QUOTED TEXT>
######

Alaska’s Legislative Finance Division released a report on Monday that lays out the harsh reality for the state’s budget situation for Fiscal Year 2014.
If spending for FY14 – beginning July 1, 2013 – were to be the same as the current year, the state would face a budget deficit of $920 million, The Associated Press reports.
The report explains how at the close of the 2012 session, lawmakers projected a $490 million surplus for FY13. However, due to declining oil production and lower-than-projected oil prices, Alaska now faces a $410 million deficit for FY13.
According to the report, "The Department of Revenue predicts that FY14 oil production will decline by 2.7 percent from FY13, and that oil prices will be about $1 per barrel more than in FY13 ($108.67 in FY13 and $109.61 in FY14). The result is that projected FY14 unrestricted general fund revenue is $510 million below projected FY13 revenue."

######

DATA SEGMENT>
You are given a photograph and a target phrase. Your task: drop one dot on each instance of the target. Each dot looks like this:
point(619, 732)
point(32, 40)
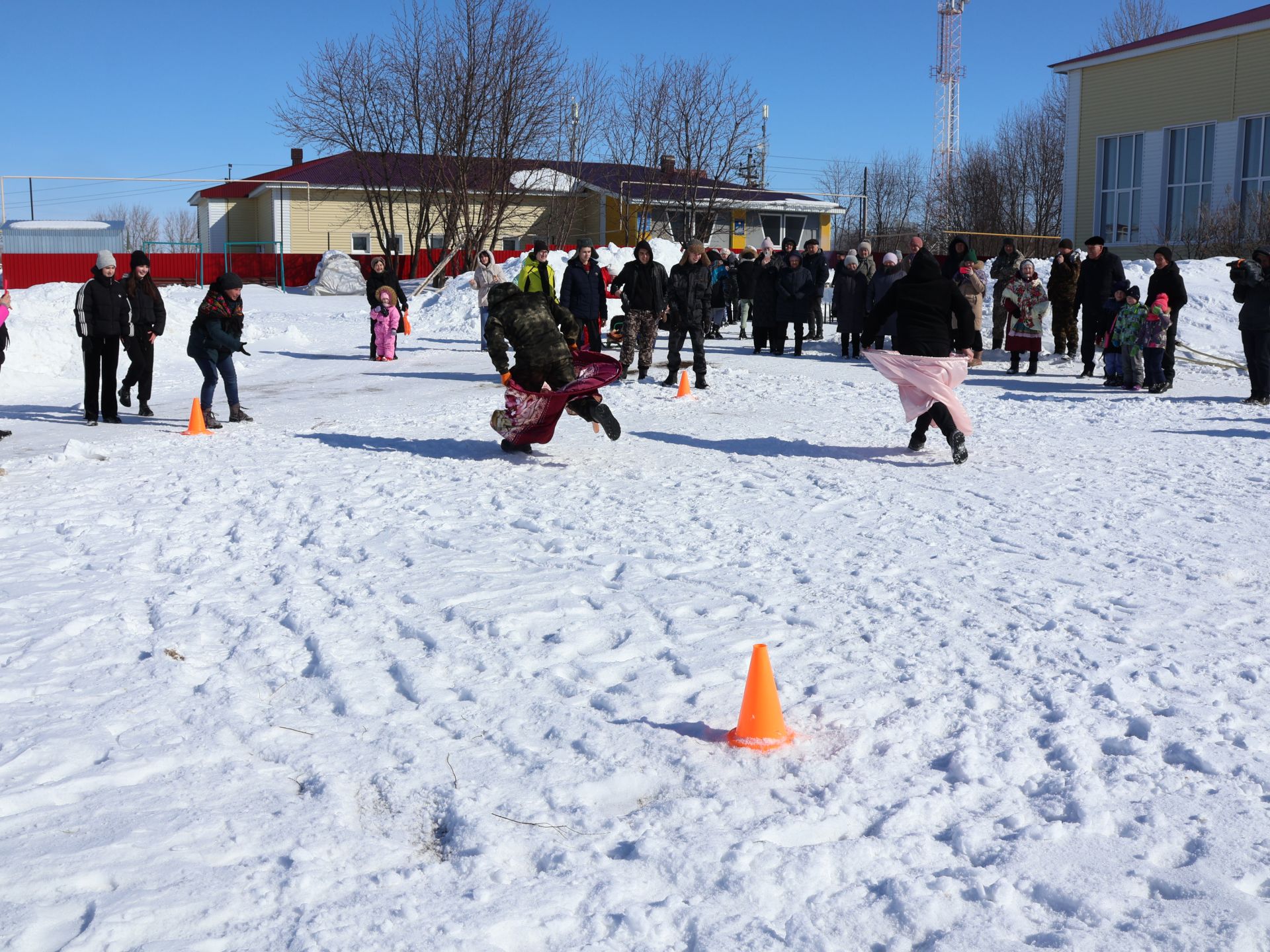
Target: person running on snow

######

SHORT EXERCISE 1> In the passage on Alaska's budget outlook, what deficit does the state now face for FY13?
SHORT EXERCISE 2> Reproduce the passage on Alaska's budget outlook word for word, starting with "Alaska’s Legislative Finance" and going on through "Fiscal Year 2014.".
SHORT EXERCISE 3> Carry the passage on Alaska's budget outlook forward from its final sentence.

WRITTEN REPLY 1> A $410 million deficit.

WRITTEN REPLY 2>
Alaska’s Legislative Finance Division released a report on Monday that lays out the harsh reality for the state’s budget situation for Fiscal Year 2014.

WRITTEN REPLY 3>
“There will be no debating ‘spend versus save’ during deliberation of the FY13 supplemental budget; there is likely to be a withdrawal from savings to fill the FY13 budget gap,” the report's overview states.
The report also states that the deficit situation is new for legislators whose terms began after FY05; for the past eight years, higher-than-projected oil prices “more than made up” lower-than-projected oil production, so revenue exceeded expectations, and expenditures.
Gov. Parnell’s budget director Karen Rehfeld told the Associated Press that the governor is proposing a “very, very lean budget” to lawmakers. He will also propose an overhaul to the state’s oil tax system.
“With declining [oil] production and revenue we have to be smarter with the people's money,” Parnell told guests at a Chamber of Commerce luncheon in downtown Anchorage in December, where he first revealed his proposed budget for 2014. Because of lower production and lower oil prices, Parnell told the crowd the state is projected to lose $1.6 billion in revenue over this fiscal year and next.
Read the entire report.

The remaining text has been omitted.